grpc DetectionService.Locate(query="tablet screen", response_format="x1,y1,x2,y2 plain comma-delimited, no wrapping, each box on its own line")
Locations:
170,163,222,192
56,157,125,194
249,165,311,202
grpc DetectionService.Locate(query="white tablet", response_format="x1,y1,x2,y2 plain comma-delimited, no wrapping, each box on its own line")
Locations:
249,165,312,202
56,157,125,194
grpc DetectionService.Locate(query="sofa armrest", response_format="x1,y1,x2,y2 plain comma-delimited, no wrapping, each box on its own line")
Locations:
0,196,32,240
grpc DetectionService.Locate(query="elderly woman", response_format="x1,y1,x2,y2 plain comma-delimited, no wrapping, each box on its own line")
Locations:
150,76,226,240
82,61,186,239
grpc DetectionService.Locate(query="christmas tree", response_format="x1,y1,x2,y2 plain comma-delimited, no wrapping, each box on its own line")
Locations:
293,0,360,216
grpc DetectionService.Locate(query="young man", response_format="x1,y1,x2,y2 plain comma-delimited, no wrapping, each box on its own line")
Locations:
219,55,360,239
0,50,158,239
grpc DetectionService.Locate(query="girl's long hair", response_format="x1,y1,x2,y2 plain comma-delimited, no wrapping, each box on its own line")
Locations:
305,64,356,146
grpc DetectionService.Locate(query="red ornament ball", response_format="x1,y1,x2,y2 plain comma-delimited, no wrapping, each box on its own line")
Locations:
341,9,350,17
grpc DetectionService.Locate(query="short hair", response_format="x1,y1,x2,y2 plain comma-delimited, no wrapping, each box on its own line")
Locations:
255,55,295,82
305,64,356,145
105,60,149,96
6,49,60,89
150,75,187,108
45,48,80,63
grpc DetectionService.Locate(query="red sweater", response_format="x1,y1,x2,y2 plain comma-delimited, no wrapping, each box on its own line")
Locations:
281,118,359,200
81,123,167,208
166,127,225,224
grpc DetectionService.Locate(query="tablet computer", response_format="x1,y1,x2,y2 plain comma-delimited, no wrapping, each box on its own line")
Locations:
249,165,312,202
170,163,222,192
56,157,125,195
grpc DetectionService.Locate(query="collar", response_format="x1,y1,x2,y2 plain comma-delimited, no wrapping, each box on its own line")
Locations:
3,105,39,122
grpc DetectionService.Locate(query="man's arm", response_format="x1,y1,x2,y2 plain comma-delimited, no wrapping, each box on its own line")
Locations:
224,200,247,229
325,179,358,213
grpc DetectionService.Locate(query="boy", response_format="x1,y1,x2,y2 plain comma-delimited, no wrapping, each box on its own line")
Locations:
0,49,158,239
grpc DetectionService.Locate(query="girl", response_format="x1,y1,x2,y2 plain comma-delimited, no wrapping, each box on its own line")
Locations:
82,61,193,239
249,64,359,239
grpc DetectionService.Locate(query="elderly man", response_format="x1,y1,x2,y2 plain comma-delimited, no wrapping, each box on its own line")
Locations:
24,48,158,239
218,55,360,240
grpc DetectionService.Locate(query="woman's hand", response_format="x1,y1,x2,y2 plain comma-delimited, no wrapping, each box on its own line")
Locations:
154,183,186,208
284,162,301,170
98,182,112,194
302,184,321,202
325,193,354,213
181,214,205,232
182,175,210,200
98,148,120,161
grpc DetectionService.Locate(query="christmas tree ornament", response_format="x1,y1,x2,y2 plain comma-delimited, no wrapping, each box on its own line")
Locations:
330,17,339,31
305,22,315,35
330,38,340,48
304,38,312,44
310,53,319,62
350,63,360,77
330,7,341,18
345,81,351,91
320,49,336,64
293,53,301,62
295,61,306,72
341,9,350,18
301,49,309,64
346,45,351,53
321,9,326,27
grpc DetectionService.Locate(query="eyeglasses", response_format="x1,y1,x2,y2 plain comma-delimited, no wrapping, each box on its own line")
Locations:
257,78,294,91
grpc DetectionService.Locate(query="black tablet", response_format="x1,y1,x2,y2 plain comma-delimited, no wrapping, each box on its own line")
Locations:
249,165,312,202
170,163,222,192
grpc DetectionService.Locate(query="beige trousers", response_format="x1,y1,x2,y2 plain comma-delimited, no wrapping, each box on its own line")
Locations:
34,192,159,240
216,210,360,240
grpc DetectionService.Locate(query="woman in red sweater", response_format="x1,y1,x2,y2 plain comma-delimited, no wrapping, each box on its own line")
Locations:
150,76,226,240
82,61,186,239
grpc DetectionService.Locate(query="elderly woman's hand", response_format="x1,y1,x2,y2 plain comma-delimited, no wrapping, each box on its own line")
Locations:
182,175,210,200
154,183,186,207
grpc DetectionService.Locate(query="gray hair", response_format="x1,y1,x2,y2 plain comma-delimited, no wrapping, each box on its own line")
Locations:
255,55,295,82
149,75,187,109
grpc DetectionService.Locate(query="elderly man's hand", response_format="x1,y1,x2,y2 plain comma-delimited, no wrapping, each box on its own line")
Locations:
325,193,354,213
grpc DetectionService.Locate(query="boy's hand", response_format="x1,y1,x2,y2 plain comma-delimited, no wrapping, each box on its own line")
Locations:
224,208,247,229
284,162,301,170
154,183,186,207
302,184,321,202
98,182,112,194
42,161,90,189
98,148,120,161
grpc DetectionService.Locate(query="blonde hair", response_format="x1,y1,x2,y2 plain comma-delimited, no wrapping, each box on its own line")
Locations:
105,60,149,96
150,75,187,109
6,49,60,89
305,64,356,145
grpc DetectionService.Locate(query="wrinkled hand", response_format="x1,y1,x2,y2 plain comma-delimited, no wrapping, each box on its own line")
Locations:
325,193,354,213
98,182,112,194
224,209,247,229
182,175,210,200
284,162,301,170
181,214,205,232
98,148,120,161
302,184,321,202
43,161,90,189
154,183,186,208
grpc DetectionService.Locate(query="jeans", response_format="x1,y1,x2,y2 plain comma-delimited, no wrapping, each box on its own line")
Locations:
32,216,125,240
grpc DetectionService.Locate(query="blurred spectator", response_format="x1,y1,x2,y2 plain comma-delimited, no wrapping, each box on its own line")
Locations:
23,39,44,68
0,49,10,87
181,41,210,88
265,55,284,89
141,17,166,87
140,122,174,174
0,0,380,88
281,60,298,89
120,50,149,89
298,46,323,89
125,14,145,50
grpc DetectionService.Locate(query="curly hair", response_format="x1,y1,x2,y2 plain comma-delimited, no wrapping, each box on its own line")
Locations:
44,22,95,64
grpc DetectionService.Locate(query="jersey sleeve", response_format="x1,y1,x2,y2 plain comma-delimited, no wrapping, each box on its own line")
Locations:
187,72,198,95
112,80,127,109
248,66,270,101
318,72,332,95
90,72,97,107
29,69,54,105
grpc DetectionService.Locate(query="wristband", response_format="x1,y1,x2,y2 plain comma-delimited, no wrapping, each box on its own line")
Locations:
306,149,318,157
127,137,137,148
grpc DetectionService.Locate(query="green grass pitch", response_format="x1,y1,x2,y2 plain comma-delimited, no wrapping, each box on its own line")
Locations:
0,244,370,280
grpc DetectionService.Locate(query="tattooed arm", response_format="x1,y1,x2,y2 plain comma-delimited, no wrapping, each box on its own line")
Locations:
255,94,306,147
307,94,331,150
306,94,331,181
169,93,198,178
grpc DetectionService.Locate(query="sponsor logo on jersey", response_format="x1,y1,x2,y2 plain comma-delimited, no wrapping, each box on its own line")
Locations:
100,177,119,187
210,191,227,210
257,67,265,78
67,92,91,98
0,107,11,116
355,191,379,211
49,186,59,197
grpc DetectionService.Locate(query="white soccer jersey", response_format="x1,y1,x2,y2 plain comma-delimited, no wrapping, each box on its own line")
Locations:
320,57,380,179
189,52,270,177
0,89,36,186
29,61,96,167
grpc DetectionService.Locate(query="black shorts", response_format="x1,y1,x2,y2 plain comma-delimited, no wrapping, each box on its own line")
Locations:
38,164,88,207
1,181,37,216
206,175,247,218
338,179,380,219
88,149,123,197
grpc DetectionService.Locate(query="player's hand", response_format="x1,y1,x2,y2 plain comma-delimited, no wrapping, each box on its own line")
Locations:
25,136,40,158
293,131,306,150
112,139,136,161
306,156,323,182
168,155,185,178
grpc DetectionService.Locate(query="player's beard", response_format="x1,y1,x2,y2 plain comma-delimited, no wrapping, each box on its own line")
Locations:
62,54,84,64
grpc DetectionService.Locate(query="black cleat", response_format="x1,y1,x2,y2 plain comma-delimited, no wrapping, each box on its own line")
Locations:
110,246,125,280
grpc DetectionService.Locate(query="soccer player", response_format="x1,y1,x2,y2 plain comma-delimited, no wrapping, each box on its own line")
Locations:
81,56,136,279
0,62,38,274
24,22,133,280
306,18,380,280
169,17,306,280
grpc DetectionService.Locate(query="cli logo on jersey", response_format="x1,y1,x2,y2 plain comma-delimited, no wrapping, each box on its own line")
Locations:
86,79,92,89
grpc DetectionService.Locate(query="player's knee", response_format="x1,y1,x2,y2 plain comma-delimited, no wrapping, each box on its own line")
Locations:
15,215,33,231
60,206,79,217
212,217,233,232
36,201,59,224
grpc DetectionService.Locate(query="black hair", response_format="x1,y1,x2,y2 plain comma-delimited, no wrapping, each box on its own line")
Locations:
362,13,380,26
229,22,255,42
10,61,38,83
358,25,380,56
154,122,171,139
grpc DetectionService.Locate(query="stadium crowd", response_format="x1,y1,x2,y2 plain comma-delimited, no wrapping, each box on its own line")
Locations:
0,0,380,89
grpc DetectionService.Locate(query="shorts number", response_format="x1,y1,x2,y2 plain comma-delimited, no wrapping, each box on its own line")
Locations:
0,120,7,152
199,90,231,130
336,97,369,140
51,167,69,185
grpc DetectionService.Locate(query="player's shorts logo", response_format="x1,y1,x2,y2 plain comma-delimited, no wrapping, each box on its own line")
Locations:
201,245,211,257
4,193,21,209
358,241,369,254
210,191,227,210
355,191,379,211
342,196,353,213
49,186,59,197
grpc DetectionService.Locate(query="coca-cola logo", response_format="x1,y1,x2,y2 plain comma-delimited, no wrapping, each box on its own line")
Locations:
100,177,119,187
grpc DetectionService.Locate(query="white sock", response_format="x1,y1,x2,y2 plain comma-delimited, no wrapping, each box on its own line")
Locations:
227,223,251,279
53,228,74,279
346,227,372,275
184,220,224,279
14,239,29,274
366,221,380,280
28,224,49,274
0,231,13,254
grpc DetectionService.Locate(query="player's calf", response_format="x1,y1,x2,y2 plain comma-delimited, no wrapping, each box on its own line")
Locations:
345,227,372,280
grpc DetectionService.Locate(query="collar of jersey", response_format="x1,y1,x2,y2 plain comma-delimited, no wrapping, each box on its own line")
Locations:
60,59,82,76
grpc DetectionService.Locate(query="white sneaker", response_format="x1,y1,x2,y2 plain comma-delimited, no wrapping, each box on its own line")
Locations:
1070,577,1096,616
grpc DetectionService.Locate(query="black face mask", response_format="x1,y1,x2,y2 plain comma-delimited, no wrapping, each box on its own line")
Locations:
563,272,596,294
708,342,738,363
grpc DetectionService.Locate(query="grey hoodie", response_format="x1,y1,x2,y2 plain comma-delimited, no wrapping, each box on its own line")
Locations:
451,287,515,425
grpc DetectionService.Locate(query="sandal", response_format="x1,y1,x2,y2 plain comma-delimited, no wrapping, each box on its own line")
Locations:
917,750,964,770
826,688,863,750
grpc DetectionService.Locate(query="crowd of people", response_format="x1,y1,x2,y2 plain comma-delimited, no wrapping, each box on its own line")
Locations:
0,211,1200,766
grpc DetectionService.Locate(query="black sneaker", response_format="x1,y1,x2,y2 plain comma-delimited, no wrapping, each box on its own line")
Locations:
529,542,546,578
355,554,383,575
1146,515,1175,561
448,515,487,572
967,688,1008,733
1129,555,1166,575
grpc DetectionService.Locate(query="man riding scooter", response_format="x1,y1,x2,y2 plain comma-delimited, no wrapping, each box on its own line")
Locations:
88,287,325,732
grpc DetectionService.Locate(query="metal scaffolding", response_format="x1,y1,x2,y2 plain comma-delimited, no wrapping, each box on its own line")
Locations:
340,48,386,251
◇ ◇ ◇
To do ->
Copy the listing above from its first line through the line containing "0,196,32,240", requests included, and shift every bounding-box coordinate in the answers by -104.

Task output ->
grpc DetectionService.Locate(query="tablet screen", response_format="x1,y1,x2,y2 plain comma-delimited, no wrapping, each box on its own line")
Locations:
66,59,118,88
-48,53,21,90
145,61,207,98
grpc DetectionService.Locate(query="white tablet", response_format="x1,y1,x2,y2 plain comma-delimited, no wrapping, each box on its own line")
Locations:
145,61,208,98
-48,53,21,90
grpc DetectionService.Locate(query="sofa armrest", response_format="x1,y1,x2,y2 plain comma-delimited, no wrapping, each box on its own line")
Locations:
-104,92,-72,136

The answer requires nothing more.